Requirement:
Pick out all lines in the listing holding the string "truck" and copy them.

Data for analysis:
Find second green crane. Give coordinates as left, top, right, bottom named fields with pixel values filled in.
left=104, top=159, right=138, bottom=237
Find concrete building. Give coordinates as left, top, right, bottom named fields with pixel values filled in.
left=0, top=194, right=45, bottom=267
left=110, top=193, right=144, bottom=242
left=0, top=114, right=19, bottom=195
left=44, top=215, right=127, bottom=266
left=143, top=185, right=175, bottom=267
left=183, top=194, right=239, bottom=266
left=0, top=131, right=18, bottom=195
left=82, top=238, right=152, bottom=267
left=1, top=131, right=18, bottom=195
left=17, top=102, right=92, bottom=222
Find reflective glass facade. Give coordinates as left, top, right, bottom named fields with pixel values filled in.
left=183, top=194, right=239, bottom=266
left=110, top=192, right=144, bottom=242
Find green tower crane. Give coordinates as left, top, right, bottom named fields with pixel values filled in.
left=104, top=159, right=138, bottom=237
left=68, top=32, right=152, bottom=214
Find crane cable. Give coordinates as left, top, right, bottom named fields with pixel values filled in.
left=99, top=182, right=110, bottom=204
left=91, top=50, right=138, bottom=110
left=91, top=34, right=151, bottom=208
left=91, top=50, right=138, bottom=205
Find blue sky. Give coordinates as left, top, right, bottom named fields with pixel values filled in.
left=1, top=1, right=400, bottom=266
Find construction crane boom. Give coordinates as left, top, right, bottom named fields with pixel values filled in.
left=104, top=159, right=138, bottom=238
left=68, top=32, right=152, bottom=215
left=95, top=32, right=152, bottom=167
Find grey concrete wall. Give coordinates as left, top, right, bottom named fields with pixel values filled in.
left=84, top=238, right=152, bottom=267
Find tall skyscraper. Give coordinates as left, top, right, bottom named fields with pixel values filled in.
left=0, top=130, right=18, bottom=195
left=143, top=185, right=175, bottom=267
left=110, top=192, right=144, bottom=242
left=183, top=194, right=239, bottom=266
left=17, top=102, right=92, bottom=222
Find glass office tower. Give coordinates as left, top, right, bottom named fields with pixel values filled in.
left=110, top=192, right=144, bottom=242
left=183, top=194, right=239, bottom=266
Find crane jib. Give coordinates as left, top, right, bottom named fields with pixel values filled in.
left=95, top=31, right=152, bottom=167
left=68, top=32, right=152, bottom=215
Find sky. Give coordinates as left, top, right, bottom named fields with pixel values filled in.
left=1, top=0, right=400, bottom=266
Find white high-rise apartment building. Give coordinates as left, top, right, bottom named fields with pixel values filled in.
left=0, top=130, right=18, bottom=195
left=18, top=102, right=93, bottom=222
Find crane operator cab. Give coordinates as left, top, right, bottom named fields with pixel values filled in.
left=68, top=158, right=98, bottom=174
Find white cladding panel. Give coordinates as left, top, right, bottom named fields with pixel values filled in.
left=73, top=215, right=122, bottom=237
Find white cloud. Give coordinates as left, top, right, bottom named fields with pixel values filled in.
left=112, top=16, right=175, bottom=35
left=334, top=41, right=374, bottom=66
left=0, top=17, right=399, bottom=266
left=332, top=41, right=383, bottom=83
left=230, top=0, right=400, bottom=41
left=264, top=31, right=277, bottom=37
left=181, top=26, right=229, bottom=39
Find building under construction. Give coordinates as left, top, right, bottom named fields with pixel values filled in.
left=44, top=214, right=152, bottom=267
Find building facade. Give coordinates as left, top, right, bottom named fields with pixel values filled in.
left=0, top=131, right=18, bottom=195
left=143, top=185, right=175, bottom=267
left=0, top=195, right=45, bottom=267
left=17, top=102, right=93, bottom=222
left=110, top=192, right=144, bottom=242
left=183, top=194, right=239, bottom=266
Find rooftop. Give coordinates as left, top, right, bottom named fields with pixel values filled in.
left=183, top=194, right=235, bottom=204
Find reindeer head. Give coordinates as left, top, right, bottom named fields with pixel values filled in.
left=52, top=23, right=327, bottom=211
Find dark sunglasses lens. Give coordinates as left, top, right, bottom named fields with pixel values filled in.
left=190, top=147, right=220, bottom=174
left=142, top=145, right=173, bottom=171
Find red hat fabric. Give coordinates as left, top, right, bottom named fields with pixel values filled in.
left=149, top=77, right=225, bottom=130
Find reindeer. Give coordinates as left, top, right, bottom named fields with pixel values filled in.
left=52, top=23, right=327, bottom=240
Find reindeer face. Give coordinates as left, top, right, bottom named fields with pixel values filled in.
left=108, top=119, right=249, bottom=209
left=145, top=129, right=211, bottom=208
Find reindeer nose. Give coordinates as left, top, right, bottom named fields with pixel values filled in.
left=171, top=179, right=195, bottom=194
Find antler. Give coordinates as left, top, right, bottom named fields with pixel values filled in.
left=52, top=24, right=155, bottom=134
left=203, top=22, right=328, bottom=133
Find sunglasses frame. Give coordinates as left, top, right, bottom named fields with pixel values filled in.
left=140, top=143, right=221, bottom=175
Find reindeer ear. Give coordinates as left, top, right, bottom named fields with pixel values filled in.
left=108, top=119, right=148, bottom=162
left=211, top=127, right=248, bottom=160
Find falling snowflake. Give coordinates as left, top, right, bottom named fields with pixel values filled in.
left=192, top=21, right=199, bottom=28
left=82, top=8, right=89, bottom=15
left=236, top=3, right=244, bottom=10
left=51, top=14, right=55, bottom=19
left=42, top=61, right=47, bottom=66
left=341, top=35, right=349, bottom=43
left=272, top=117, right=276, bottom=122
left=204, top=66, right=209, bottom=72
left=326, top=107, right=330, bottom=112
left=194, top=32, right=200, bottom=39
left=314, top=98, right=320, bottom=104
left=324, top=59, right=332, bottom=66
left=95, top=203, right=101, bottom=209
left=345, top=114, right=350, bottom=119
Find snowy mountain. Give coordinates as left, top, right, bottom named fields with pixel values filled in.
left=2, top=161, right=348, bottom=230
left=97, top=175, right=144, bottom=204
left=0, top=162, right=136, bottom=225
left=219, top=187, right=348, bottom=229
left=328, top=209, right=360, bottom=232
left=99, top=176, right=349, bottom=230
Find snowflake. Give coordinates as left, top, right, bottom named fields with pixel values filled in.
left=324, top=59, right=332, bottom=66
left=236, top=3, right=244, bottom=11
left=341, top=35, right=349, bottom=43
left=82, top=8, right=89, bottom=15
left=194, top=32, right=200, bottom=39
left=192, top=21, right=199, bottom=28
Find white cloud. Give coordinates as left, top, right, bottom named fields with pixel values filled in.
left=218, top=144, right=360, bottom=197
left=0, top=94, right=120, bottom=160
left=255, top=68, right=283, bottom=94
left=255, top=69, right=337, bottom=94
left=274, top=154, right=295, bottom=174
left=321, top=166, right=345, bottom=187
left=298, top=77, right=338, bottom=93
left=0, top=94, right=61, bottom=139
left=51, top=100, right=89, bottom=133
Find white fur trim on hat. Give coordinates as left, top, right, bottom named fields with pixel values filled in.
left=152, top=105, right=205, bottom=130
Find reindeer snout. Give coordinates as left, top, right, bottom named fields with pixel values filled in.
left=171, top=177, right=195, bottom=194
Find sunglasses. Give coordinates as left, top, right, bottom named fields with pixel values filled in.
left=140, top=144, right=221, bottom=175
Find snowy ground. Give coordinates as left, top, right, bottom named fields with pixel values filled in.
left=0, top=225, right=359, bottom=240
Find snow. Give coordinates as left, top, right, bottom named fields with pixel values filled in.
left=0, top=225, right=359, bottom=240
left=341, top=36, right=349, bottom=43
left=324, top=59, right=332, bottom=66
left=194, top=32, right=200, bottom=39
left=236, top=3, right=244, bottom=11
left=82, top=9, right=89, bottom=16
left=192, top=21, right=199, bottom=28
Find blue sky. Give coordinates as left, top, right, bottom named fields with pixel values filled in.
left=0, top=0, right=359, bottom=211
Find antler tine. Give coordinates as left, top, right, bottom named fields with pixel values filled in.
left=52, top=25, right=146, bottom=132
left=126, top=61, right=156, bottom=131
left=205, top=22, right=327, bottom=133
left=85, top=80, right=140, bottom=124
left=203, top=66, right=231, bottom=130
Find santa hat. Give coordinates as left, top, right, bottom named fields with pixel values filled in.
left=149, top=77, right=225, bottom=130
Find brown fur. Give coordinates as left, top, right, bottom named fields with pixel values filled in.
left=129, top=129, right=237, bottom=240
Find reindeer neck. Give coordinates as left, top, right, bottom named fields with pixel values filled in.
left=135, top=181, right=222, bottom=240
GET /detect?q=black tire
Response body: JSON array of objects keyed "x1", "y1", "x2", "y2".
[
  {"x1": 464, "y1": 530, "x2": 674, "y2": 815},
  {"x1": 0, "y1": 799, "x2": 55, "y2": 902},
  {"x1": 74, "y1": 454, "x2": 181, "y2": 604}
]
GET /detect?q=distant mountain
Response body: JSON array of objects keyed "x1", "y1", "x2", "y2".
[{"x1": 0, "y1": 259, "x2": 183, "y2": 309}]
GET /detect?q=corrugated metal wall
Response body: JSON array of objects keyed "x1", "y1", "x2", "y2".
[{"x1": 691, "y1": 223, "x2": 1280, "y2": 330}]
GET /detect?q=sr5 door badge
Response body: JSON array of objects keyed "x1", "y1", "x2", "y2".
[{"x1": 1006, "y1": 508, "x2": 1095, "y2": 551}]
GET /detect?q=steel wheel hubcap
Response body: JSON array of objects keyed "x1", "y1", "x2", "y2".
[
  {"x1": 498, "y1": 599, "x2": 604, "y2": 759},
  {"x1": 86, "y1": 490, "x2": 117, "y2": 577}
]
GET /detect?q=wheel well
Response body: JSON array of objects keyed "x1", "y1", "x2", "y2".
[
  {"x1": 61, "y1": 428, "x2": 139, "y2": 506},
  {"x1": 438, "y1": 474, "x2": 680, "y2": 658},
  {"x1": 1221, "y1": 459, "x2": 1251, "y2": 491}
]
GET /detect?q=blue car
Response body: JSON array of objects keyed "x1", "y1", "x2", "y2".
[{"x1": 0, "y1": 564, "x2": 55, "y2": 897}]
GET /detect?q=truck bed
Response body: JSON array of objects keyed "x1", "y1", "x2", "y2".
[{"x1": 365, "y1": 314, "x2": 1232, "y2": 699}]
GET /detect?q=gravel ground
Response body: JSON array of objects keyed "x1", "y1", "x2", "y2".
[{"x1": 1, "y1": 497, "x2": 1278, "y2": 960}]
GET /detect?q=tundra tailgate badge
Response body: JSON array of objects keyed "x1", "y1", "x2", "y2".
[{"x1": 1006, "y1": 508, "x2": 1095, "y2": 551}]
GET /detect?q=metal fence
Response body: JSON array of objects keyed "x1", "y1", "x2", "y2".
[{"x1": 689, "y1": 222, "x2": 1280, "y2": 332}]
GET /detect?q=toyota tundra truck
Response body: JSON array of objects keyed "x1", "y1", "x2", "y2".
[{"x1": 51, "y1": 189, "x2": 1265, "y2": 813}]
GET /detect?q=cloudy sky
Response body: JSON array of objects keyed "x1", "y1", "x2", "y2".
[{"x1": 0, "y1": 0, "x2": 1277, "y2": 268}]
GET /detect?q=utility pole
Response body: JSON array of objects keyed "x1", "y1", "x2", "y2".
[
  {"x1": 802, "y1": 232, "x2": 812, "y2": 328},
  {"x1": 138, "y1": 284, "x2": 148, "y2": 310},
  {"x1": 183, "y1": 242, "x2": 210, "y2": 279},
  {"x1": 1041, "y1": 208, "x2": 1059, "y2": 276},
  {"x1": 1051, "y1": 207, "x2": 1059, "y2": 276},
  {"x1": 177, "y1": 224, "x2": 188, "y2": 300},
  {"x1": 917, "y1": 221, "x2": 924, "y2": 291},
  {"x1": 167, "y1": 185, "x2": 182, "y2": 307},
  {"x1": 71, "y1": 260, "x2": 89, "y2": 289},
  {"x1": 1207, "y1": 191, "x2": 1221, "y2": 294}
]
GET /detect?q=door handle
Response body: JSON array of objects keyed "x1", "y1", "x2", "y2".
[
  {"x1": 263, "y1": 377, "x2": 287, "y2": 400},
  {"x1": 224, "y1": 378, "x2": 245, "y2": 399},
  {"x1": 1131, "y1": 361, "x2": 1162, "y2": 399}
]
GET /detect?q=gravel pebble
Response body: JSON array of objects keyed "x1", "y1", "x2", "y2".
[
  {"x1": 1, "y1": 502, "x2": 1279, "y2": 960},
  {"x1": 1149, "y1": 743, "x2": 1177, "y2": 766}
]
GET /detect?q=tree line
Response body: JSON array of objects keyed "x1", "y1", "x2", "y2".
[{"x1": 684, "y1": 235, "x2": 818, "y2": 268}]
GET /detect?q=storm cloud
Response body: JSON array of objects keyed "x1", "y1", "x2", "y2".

Written solution:
GET /detect?q=truck bed
GET /detect?q=toyota tundra truck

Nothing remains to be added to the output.